Problem statement
Rewrite everything in the Bayesian classifier text from "A Multi Independent" down to "the feature space.", putting "attribute space" in place of "feature space".
— Begin Passage given —
A Multi Independent Feature Bayesian Classifier

In a previous post, a single feature Bayesian classifier was implemented. In order to generalize our classifier to use more than one feature, let us introduce the concept of Bayes Risk.

Allowing the use of more than one feature merely requires replacing the scalar x by the feature vector X, where x is in a d-dimensional Euclidean space R^d, called the feature space.

Allowing actions other than classification primarily allows the possibility of rejection .i.e. of refusing to make a decision in close cases; this is a useful option if being indecisive is not too costly.

Formally, the loss function states exactly how costly each action is, and is used to convert a probability determination into a decision. Some decision mistakes are more costly than others, but for the sake of simplicity, let’s assume that all errors are equally costly.

Let {ω₁, …, ω_c} be the finite set of c states of nature (“categories”) and let {α₁, …, α_a} be the finite set of a possible actions. The loss function λ(α_i, ω_j) describes the loss incured for taking the action α_i when the state of nature is ω_j.

Let the feature vector x be a d-component vector-valued random variable and let p(X|ω_j) be the state-conditional probability density function for X, with the probability density function for X conditioned on ω_j being the true state of nature.

As before, P(ω_j) describes the prior probability that nature is in state ω_j. Then, the posterior probability P(ω_j|X) can be computed from p(X|ω_j) by Bayes formula:

P(ω_j|X) = p(X|ω_j)P(ω_j) / p(X)

where the evidence is now

p(x) = ∑p(X|ω_j)P(ω_j) ∀ j=1, 2, 3, …, c

Suppose that we observe a particular X and that we contemplate taking action α_i. If the true state of nature is ω_j, by definition we will incur the loss λ(α_i, ω_j). Because P(ω_j|X) is the probability that the true state of nature is ω_j, the expected loss associated with taking action α_i is merely

R(α_i, X) = ∑λ(α_i, ω_j)P(ω_j|X) ∀ j=1, 2, 3, …, c

In decision-theoretic terminology, an expected loss is called a risk, and R(α_i, X) is called the conditional risk. The loss function of interest for this case is hence the so-called symmetrical or zero-one loss function,

λ(α_i, ω_j) = { 0 if i = j
{ 1 if i ≠ j ∀ i, j = 1, …, c

This loss function assigns no loss to a correct decision, and assigns a unit loss to any error; thus, all errors are equally costly.
— End Passage given —
— Begin Entries provided —
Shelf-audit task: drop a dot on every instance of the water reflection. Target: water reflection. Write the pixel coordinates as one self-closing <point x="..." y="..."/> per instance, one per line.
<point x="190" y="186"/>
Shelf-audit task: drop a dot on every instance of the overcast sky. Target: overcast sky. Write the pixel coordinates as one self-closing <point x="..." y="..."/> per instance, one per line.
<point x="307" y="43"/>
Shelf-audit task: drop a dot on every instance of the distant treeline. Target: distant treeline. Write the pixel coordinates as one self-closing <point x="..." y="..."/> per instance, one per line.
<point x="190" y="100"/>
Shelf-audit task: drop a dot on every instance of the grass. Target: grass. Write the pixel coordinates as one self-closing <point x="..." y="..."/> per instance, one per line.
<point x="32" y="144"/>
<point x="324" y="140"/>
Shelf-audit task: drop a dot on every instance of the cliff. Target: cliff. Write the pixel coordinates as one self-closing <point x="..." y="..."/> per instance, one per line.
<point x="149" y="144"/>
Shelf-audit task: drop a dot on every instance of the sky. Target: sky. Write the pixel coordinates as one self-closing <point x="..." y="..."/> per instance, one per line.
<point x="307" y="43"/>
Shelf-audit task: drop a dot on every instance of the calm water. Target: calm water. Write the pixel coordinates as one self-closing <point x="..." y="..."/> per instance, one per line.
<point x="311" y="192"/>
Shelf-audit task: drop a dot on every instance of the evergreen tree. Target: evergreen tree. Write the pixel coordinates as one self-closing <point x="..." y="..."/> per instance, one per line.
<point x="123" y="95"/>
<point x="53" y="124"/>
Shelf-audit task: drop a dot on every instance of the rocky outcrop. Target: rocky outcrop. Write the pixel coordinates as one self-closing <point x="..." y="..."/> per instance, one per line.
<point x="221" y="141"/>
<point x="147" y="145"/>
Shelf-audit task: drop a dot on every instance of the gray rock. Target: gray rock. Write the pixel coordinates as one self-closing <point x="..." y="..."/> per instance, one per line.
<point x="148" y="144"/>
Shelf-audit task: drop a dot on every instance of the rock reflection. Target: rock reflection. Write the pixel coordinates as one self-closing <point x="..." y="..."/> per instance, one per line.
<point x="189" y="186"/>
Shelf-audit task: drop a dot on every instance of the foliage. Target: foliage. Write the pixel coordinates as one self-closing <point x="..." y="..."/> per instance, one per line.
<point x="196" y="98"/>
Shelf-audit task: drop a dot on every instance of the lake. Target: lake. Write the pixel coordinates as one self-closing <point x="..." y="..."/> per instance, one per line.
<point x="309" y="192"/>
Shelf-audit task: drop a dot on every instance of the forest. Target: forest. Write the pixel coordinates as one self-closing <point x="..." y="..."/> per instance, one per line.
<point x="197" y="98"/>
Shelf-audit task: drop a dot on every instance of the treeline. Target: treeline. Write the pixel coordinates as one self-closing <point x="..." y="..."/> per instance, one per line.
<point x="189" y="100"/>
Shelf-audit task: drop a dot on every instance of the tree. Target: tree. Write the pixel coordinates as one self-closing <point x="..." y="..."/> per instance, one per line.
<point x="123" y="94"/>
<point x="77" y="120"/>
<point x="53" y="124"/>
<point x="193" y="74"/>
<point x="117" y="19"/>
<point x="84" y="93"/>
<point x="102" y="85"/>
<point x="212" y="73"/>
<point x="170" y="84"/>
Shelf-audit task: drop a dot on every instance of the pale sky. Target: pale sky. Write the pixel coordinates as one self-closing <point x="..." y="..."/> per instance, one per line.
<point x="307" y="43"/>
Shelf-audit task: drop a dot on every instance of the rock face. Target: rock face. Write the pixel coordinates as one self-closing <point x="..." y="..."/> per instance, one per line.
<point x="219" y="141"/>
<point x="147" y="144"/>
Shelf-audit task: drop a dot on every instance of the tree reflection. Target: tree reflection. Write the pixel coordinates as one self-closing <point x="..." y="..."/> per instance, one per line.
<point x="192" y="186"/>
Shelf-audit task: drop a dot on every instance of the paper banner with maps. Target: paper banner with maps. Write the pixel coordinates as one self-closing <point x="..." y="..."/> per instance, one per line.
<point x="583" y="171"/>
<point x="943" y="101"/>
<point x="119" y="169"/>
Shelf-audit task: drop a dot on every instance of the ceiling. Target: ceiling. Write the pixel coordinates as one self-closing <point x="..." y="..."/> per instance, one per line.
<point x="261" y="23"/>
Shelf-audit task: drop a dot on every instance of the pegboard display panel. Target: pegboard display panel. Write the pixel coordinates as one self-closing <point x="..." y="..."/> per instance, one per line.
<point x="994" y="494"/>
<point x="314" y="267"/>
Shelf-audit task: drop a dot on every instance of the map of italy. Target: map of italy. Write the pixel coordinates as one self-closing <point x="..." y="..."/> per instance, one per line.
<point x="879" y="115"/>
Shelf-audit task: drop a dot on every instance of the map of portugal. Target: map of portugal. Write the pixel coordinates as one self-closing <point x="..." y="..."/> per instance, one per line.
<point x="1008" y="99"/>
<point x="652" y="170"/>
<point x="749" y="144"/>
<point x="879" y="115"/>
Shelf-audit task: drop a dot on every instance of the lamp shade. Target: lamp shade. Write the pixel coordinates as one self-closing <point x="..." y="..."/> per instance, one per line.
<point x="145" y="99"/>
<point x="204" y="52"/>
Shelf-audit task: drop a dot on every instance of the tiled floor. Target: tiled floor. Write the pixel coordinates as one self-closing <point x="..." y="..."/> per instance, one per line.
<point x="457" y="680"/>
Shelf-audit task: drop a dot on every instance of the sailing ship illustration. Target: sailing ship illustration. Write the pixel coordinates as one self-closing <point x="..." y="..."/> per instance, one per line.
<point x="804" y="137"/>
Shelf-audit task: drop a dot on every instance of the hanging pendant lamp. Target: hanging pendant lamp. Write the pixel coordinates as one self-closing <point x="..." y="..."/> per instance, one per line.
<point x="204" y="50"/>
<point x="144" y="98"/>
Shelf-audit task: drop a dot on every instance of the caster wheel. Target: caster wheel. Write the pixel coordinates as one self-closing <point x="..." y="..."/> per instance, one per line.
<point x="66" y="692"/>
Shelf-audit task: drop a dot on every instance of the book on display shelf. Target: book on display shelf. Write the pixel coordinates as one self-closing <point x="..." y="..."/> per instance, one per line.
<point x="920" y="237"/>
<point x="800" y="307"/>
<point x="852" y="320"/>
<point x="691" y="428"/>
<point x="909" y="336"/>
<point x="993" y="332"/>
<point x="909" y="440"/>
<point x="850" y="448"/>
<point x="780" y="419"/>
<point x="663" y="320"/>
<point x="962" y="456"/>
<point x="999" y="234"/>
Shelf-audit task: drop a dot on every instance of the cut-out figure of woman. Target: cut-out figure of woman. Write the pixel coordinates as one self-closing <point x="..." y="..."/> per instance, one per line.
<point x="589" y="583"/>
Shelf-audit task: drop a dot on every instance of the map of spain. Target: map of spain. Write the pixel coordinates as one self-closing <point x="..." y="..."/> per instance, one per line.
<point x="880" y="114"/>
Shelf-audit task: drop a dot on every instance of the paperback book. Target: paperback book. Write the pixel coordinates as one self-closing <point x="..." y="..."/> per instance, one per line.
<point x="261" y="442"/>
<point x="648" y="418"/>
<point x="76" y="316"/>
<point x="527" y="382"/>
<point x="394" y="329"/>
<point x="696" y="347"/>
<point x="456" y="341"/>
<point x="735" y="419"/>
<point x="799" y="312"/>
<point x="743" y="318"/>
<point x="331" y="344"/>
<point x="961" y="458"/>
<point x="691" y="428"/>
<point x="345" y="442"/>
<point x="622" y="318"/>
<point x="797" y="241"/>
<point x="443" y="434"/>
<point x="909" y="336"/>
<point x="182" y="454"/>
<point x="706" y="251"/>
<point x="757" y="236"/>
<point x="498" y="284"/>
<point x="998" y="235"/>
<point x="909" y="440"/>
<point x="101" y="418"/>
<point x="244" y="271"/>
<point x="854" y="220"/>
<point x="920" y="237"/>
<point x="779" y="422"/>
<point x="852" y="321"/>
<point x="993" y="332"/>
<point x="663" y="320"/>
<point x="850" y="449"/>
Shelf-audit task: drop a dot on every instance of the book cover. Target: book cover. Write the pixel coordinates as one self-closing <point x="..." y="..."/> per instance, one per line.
— End Entries provided —
Expected output
A Multi Independent Feature Bayesian Classifier

In a previous post, a single feature Bayesian classifier was implemented. In order to generalize our classifier to use more than one feature, let us introduce the concept of Bayes Risk.

Allowing the use of more than one feature merely requires replacing the scalar x by the feature vector X, where x is in a d-dimensional Euclidean space R^d, called the attribute space.